* Start Dataset *

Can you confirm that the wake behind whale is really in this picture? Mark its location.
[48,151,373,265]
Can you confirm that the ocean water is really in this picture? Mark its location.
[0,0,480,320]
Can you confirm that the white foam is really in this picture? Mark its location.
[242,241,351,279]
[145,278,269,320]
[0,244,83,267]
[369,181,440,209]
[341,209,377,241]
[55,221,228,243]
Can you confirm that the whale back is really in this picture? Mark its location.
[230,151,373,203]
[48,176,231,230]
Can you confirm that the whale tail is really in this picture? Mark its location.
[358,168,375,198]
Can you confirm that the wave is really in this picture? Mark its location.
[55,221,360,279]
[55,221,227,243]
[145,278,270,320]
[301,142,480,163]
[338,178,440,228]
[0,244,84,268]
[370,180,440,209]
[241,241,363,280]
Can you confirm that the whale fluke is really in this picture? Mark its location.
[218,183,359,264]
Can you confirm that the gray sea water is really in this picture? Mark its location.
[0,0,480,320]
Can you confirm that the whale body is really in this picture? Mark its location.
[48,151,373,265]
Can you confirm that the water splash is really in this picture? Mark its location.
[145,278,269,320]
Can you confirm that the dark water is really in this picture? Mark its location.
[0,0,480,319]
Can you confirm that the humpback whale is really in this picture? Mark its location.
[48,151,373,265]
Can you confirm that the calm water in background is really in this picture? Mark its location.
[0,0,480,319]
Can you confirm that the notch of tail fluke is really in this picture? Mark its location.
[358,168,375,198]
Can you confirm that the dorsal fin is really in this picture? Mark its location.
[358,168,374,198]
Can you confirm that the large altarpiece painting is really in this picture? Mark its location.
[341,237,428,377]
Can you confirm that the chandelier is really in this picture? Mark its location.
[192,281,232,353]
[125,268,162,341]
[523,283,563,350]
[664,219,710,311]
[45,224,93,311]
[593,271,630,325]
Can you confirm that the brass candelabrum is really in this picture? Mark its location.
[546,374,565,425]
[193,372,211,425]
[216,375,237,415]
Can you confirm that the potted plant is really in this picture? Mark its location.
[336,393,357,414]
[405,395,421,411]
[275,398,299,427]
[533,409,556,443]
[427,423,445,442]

* End Dataset *

Set problem: Starting at the line that contains "Can you confirm that the water" and continuing through the end of the items, output every line as a numbered list. Leave out any blank lines.

Response to the exercise:
1. Can you confirm that the water splash is really in this picture? Mark its location.
2. [145,278,269,320]
3. Can you confirm that the dark water is really in this picture? Mark its location.
4. [0,0,480,319]
5. Can you confirm that the humpback whale is really in this picture? Mark its location.
6. [48,151,373,265]
7. Can you confirm that the calm water in background is really in this picture? Mark its location.
8. [0,0,480,319]
9. Can you confirm that the notch of tail fluke is really in this picture? Mark its location.
10. [358,168,375,198]
11. Can you confirm that the dorsal fin is really in this picture? Mark its location.
12. [358,168,374,198]
13. Can you confirm that the large altarpiece painting is really in this picture? Mark its location.
14. [341,237,428,377]
15. Can you confirm that the chandelier is really in this picture? Mark its location.
16. [192,281,232,353]
17. [125,268,162,341]
18. [523,283,563,350]
19. [664,219,710,311]
20. [45,224,93,311]
21. [593,271,630,325]
22. Can you confirm that the brass candelabrum is really in this picture? Mark its location.
23. [546,374,565,425]
24. [193,372,211,425]
25. [216,375,237,415]
26. Can you confirm that the potted plant is really in this picture? Mark its location.
27. [336,393,357,414]
28. [405,395,421,411]
29. [275,398,299,427]
30. [533,409,556,443]
31. [427,423,445,442]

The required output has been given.